Provided passage »
-------------------------
Find a good starting caliber like the .223 it can be effective out to 900m+. I own a remington 700 bdl short action 223 with a bushnell 6x18x40 high contrast scope and i have shoot it out to 800 yards with 1" groups. I also own a savage 110 tactical 300 win mag. That has a springfield goverment 4x14x56 (http://www.armusa.com/SpringfieldScopes_3.htm ). This scope is great and i can range find out to 1000 yards. I have not dont jack to the riffle yet and it shoots groups the size of a quarter at 100 yards and im usiung some of the cheapest plinking ammo i can find. I would seriously start thinking of hand loading any thing in 300 win mag or any round that you want to target shoot.

As for modifiying my rifles i am going to polish the lug and bolt and then i am thinking of either replacig the barrel with a flutted one and haveing it cryoed. Or i will cryo the stock one and go from there. As for the stock i am going to use this one. http://www.rifle-stocks.com/silhouette.htm And i use this gun as my bear hunting rifle. As it is now i have carried it through the woods for over 4 miles with a molle 2 pack that had about 30lbs of **** in it. And it was ok weight wise.

Another good round is the 300wsm. I was reading a article in varmit shooter where a guy was reloading with a 125gr bulit and getting 4100ft a sec.


----------
-------------------------
Material »

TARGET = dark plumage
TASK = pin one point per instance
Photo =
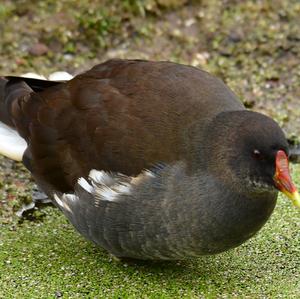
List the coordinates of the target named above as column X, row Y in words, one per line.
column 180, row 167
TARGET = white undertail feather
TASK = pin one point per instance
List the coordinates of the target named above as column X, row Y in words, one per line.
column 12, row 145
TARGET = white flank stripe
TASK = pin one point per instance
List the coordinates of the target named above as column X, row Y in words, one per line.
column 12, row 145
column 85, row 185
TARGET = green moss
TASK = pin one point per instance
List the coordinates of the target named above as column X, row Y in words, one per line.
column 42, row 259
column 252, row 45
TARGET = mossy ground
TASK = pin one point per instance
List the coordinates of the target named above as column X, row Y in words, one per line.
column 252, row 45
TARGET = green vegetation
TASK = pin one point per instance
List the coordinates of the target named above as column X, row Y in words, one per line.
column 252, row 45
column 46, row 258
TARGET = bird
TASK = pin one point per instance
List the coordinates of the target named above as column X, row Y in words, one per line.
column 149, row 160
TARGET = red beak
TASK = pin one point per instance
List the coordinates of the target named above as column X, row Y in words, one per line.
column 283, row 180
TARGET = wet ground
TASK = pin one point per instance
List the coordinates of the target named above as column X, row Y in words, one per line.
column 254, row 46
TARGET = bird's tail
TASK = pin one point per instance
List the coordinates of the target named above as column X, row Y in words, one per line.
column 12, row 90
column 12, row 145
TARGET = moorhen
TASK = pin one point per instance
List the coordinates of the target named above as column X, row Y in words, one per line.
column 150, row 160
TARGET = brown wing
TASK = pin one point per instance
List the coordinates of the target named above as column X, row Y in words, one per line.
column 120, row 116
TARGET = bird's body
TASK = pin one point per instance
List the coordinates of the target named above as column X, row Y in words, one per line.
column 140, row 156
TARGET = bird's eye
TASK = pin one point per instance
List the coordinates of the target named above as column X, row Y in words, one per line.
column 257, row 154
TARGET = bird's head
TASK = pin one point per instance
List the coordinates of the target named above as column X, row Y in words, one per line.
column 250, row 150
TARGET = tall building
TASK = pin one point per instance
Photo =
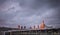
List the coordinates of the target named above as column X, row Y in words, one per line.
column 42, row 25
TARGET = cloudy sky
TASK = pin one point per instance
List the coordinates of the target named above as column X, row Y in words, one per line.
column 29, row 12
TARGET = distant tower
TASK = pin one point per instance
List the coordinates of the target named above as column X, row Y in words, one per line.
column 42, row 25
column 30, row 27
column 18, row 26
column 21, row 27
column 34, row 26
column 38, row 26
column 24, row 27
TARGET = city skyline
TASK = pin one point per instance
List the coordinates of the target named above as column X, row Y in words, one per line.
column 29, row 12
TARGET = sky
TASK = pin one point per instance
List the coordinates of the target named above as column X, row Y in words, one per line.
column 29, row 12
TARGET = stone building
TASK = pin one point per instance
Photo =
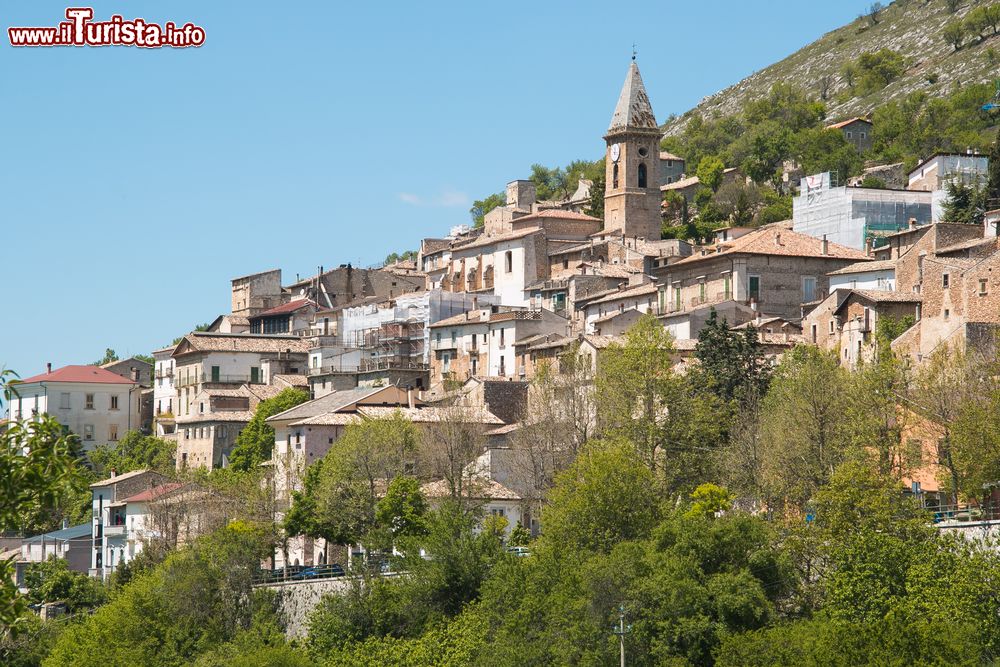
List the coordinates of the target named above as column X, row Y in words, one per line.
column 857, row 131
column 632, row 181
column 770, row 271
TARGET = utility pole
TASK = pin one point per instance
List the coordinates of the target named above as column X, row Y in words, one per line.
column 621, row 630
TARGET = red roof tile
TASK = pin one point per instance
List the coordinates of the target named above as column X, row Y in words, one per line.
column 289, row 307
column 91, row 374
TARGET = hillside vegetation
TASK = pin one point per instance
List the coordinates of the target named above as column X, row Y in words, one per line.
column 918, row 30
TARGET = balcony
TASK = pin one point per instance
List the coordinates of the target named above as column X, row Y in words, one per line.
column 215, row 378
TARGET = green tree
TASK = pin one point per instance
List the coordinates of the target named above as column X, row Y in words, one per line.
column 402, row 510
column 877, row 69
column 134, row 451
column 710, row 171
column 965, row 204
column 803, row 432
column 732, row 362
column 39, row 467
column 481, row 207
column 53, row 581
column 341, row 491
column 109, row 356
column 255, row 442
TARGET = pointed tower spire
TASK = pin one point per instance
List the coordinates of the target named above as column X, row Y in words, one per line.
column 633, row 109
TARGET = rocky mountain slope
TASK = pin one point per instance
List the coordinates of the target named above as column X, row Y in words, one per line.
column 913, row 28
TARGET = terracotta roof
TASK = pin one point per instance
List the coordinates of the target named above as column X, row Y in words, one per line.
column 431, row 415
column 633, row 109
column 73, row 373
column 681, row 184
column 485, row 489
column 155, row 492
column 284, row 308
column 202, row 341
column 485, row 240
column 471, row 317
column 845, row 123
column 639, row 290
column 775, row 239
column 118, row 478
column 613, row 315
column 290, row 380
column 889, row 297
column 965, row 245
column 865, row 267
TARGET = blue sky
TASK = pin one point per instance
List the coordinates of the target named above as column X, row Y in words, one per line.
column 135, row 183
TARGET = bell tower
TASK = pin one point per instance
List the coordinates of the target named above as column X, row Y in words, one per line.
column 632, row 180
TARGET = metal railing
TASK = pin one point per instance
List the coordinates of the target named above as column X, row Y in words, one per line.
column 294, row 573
-------------------------
What this task involves » Echo everything in the rifle post from "Find a good" down to "to target shoot.".

Task output »
Find a good starting caliber like the .223 it can be effective out to 900m+. I own a remington 700 bdl short action 223 with a bushnell 6x18x40 high contrast scope and i have shoot it out to 800 yards with 1" groups. I also own a savage 110 tactical 300 win mag. That has a springfield goverment 4x14x56 (http://www.armusa.com/SpringfieldScopes_3.htm ). This scope is great and i can range find out to 1000 yards. I have not dont jack to the riffle yet and it shoots groups the size of a quarter at 100 yards and im usiung some of the cheapest plinking ammo i can find. I would seriously start thinking of hand loading any thing in 300 win mag or any round that you want to target shoot.